-- EXERCISE PASSAGE follows --
In fact, conjugacy in this Poisson GLMM is not sufficient for a tractable solution to be computed by VB. Therefore, a similar Poisson–Gamma HGLM where the parameters β m, m = 0, 1, 2 and the latent variables b ki, k = 0, 1 are transformed is used for the VB implementation:

$$\displaystyle \begin{aligned} y_{ij} | \mu_{ij} \; &\sim \; {\mathrm{Poisson}} (\mu_{ij}) \\ \log \mu_{ij} | I_i, \beta_0, \beta_1, b_{0i}, b_{1i} &= \beta_0 + b_{0i} + \beta_1 T_j + b_{1i} I_i T_j + \beta_2 I_i T_j + \log L_i + \log N_j \\ I_i | \pi_1 &\sim {\mathrm{Bernoulli}}(\pi_1) \quad i.i.d. \\ b_{ki} |\phi_{ki} &= \log(\phi_{ki}^{-1}), \quad k=0,1 \end{aligned} $$
$$\displaystyle \begin{aligned} \phi_{ki} | \delta_k &\sim {\mathrm{IG}}(\delta_k, \delta_k) \quad i.i.d., \quad k=0,1 \\ \delta_k &\sim {\mathrm{Gamma}}(A_{\delta_k}, B_{\delta_k}), \quad k=0,1 \\ \beta_m | \lambda_m & = \log(\lambda_m^{-1}), \quad m=0,1,2 \\ \lambda_m &\sim {\mathrm{IG}}(A_{\lambda_m}, B_{\lambda_m}), \quad m=0,1,2 \\ \pi_1 &\sim {\mathrm{Beta}}(\alpha, \beta). \end{aligned} $$

As before classification is inferred from the posterior expectations of the latent binary indicators I i, i = 1, …, p.
-- EXERCISE PASSAGE concluded --
**PROBLEM STATEMENT:** In the passage on the Poisson–Gamma HGLM, what distribution is placed on π1?
-- INFORMATION GIVEN follows --
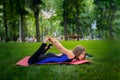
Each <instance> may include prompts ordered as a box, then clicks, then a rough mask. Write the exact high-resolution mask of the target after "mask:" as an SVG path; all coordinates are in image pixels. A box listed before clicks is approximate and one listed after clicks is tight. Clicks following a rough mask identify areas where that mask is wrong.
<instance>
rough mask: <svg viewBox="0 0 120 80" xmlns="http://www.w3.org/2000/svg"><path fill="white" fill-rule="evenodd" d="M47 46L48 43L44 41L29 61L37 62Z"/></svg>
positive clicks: (33, 54)
mask: <svg viewBox="0 0 120 80" xmlns="http://www.w3.org/2000/svg"><path fill="white" fill-rule="evenodd" d="M46 46H47V44H46V43H42V45H41V46H40V48H38V50H37V51H36V52H35V53H34V54H33V55H32V56H31V57H30V59H29V60H28V63H29V64H33V63H35V62H36V61H37V60H38V58H39V56H40V55H41V54H43V51H44V50H45V47H46Z"/></svg>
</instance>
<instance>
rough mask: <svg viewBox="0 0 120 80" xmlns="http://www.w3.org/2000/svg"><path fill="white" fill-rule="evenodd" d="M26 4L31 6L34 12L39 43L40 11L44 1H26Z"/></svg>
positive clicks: (36, 36) (36, 0)
mask: <svg viewBox="0 0 120 80" xmlns="http://www.w3.org/2000/svg"><path fill="white" fill-rule="evenodd" d="M26 3H27V4H28V5H29V8H30V9H31V10H32V11H33V12H34V17H35V24H36V38H37V42H39V41H40V28H39V11H40V5H42V4H43V1H42V0H28V1H27V0H26Z"/></svg>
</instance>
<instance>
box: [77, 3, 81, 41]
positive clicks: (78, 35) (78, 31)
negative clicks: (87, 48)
mask: <svg viewBox="0 0 120 80" xmlns="http://www.w3.org/2000/svg"><path fill="white" fill-rule="evenodd" d="M78 14H79V6H78V4H77V5H76V29H77V41H78V40H79V37H80V35H79V32H80V31H79V18H78V16H79V15H78Z"/></svg>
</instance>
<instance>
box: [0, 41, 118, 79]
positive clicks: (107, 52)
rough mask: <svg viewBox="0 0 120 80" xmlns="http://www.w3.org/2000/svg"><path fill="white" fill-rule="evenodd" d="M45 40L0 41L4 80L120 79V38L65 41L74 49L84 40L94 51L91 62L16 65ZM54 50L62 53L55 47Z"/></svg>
mask: <svg viewBox="0 0 120 80" xmlns="http://www.w3.org/2000/svg"><path fill="white" fill-rule="evenodd" d="M40 44H41V43H14V42H10V43H0V59H1V60H0V72H1V73H0V80H38V79H41V80H114V79H115V80H119V79H120V68H119V67H120V54H119V53H120V51H119V46H120V42H119V41H92V40H91V41H66V42H65V41H64V42H62V44H63V45H64V46H65V47H66V48H68V49H73V48H74V46H76V45H78V44H81V45H83V46H85V47H86V49H87V52H88V53H89V54H92V55H93V57H92V58H88V59H90V60H91V61H92V63H91V64H83V65H38V66H36V65H32V66H29V67H21V66H16V65H15V63H16V62H17V61H19V60H20V59H22V58H23V57H25V56H28V55H32V54H33V53H34V52H35V51H36V49H38V47H39V46H40ZM50 52H55V53H59V52H58V51H57V50H56V48H55V47H53V48H52V49H51V50H50Z"/></svg>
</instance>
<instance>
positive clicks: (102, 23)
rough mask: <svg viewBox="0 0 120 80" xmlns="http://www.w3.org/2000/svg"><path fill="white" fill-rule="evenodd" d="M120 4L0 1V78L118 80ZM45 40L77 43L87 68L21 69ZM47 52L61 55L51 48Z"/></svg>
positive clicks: (33, 0)
mask: <svg viewBox="0 0 120 80" xmlns="http://www.w3.org/2000/svg"><path fill="white" fill-rule="evenodd" d="M119 4H120V1H119V0H1V1H0V80H31V79H34V80H36V79H40V80H119V79H120V69H119V67H120V51H119V46H120V42H119V39H120V6H119ZM45 36H52V37H56V38H57V39H58V40H60V42H61V43H62V44H63V45H64V46H65V47H66V48H68V49H72V48H74V46H76V45H78V44H81V45H83V46H85V47H86V49H87V52H88V53H89V54H91V55H93V57H92V58H87V59H89V60H91V61H92V63H91V64H83V65H40V66H35V65H33V66H29V67H21V66H16V65H15V63H16V62H17V61H19V60H20V59H22V58H23V57H25V56H27V55H32V54H33V53H34V52H35V50H36V49H37V48H38V47H39V46H40V44H41V42H42V41H43V39H44V38H45ZM50 51H52V52H55V53H59V51H58V50H56V48H55V47H53V48H52V49H51V50H50Z"/></svg>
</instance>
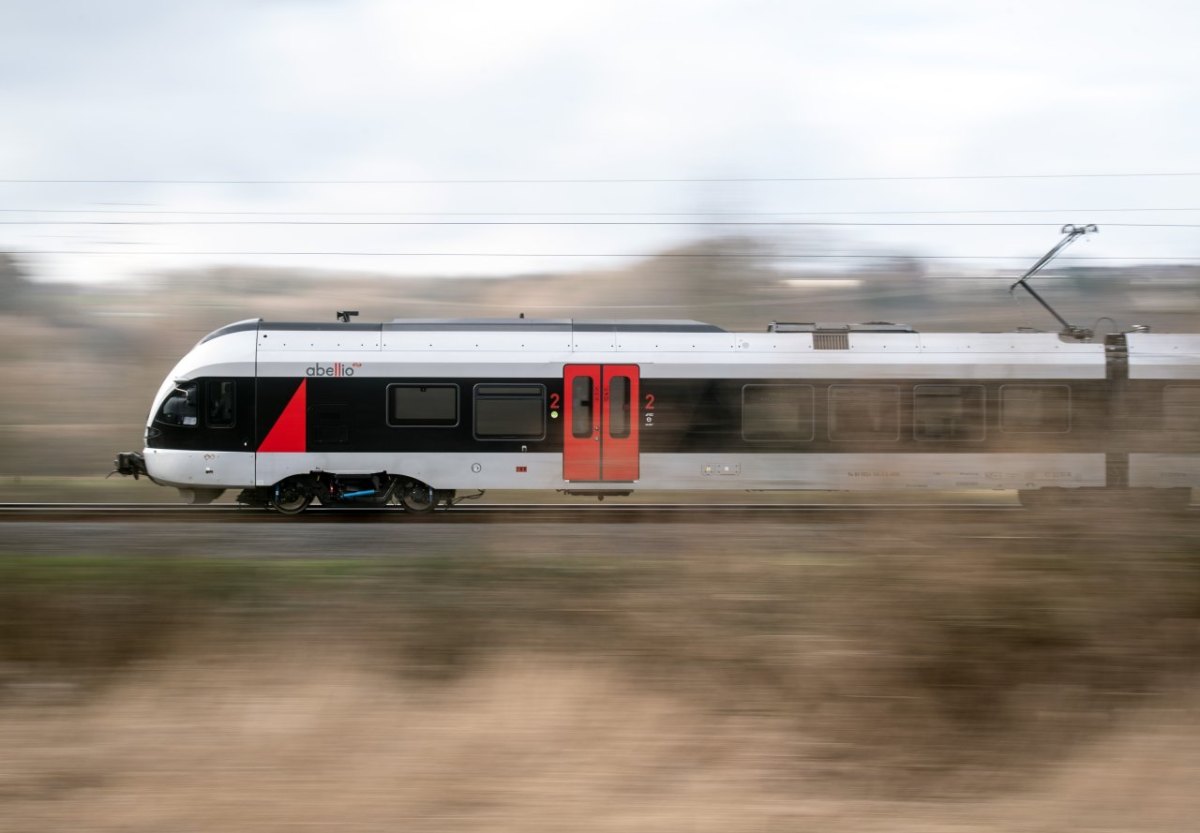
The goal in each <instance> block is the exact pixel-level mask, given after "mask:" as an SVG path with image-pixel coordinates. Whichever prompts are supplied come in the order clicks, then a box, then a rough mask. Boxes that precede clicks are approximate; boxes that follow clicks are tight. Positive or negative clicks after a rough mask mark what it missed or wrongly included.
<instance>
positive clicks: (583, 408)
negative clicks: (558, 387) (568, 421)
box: [571, 376, 593, 439]
mask: <svg viewBox="0 0 1200 833" xmlns="http://www.w3.org/2000/svg"><path fill="white" fill-rule="evenodd" d="M592 388H593V383H592V377H590V376H576V377H575V379H574V380H572V382H571V436H572V437H575V438H576V439H587V438H588V437H590V436H592Z"/></svg>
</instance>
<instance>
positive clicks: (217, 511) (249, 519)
mask: <svg viewBox="0 0 1200 833" xmlns="http://www.w3.org/2000/svg"><path fill="white" fill-rule="evenodd" d="M1025 511H1026V510H1025V509H1024V508H1022V507H1020V505H1018V504H997V503H922V504H913V503H893V504H886V503H871V504H865V503H864V504H845V503H809V504H786V505H782V504H737V503H733V504H690V503H653V504H652V503H640V504H613V503H610V504H589V505H570V504H553V503H542V504H536V503H520V504H466V505H457V507H454V508H450V509H446V508H440V507H439V508H438V509H436V510H433V511H430V513H424V514H416V513H410V511H406V510H403V509H402V508H400V507H394V505H392V507H319V505H314V507H311V508H310V509H308V510H307V511H305V514H304V515H299V516H289V515H281V514H278V513H276V511H272V510H268V509H263V508H259V507H242V505H235V504H218V505H206V507H182V505H170V504H132V503H0V522H5V521H10V522H12V521H26V522H48V523H54V522H64V521H66V522H84V521H86V522H130V521H138V522H143V521H144V522H175V521H200V522H203V521H212V522H222V523H223V522H258V523H270V522H275V523H331V522H334V523H336V522H348V521H356V522H364V521H372V522H379V521H384V522H400V523H430V522H434V523H497V522H509V523H533V522H552V523H575V522H588V523H629V522H658V523H671V522H685V523H697V522H710V523H730V522H750V521H766V520H770V521H787V520H797V521H803V520H804V519H810V520H811V519H815V517H822V519H827V520H832V519H835V517H845V519H853V517H863V516H864V515H868V514H895V515H904V516H906V517H912V516H913V515H917V516H922V515H925V516H931V517H932V516H941V515H953V516H955V517H960V519H965V517H976V516H986V517H996V516H1000V515H1006V514H1008V515H1013V514H1021V513H1025Z"/></svg>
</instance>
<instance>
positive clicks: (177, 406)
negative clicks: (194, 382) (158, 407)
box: [156, 382, 198, 426]
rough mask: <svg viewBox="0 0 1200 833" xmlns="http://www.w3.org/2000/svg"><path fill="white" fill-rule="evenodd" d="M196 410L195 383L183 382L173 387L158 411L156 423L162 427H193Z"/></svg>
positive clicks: (195, 388) (194, 421) (196, 414)
mask: <svg viewBox="0 0 1200 833" xmlns="http://www.w3.org/2000/svg"><path fill="white" fill-rule="evenodd" d="M197 413H198V408H197V406H196V383H194V382H185V383H181V384H178V385H175V389H174V390H172V391H170V392H169V394H167V398H166V400H163V402H162V408H160V409H158V417H157V420H156V421H158V423H163V424H164V425H182V426H194V425H196V417H197Z"/></svg>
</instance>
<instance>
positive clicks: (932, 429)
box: [912, 384, 984, 441]
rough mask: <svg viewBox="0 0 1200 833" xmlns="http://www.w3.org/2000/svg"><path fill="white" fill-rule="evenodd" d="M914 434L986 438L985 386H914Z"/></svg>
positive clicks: (922, 384) (913, 395) (925, 437)
mask: <svg viewBox="0 0 1200 833" xmlns="http://www.w3.org/2000/svg"><path fill="white" fill-rule="evenodd" d="M912 436H913V437H916V438H917V439H930V441H937V439H958V441H971V439H983V438H984V389H983V385H946V384H919V385H917V386H916V388H913V391H912Z"/></svg>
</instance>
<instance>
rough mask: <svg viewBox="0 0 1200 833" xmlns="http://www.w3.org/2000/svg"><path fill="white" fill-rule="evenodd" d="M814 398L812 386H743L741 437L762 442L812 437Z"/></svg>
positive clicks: (785, 441) (813, 392)
mask: <svg viewBox="0 0 1200 833" xmlns="http://www.w3.org/2000/svg"><path fill="white" fill-rule="evenodd" d="M814 401H815V397H814V392H812V388H811V385H780V384H775V385H768V384H748V385H745V386H744V388H743V389H742V438H743V439H746V441H750V442H762V443H772V442H775V443H779V442H788V441H810V439H812V437H814V427H812V426H814V421H812V404H814Z"/></svg>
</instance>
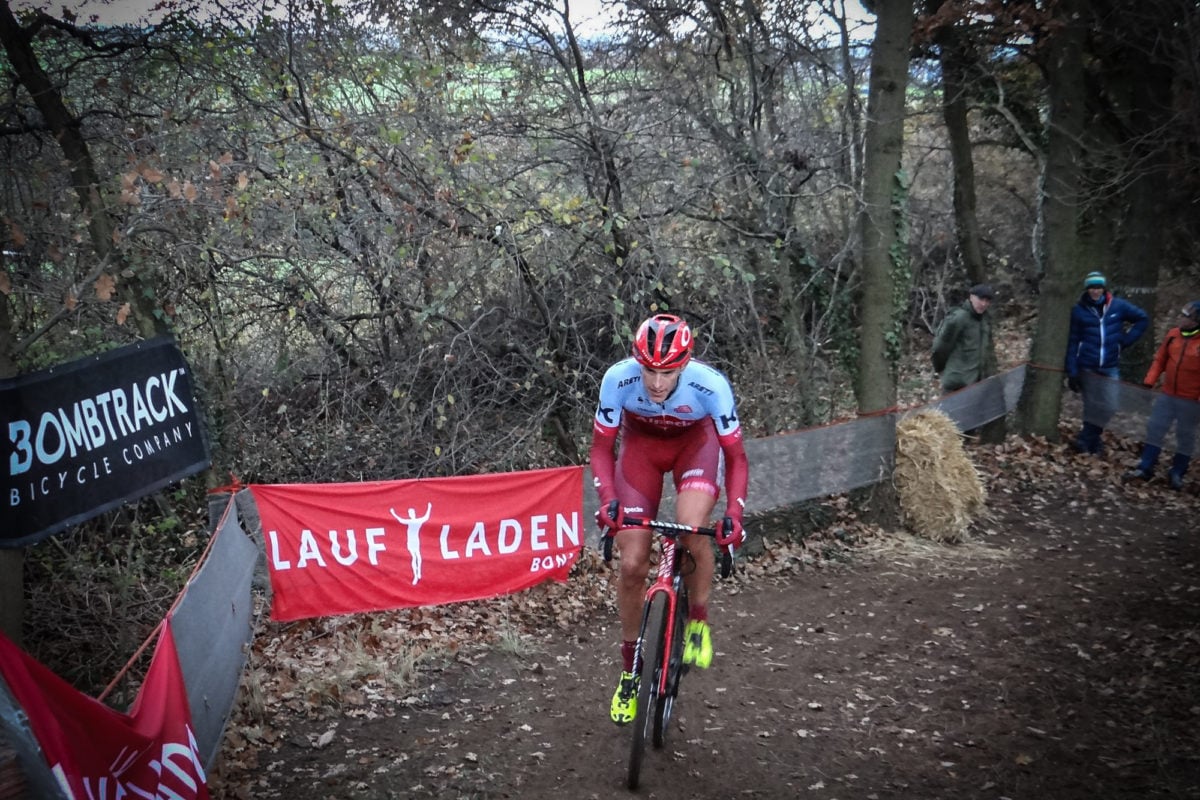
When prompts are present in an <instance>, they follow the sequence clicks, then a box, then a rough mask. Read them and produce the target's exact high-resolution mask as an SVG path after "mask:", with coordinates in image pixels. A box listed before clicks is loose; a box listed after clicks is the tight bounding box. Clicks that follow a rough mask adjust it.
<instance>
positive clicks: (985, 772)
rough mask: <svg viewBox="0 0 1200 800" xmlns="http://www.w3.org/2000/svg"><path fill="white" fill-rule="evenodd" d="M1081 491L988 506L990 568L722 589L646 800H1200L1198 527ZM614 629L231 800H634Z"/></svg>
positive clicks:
-- INFORMATION GIVEN concluded --
**PROBLEM SOLUTION:** A Beta(α, β) distribution.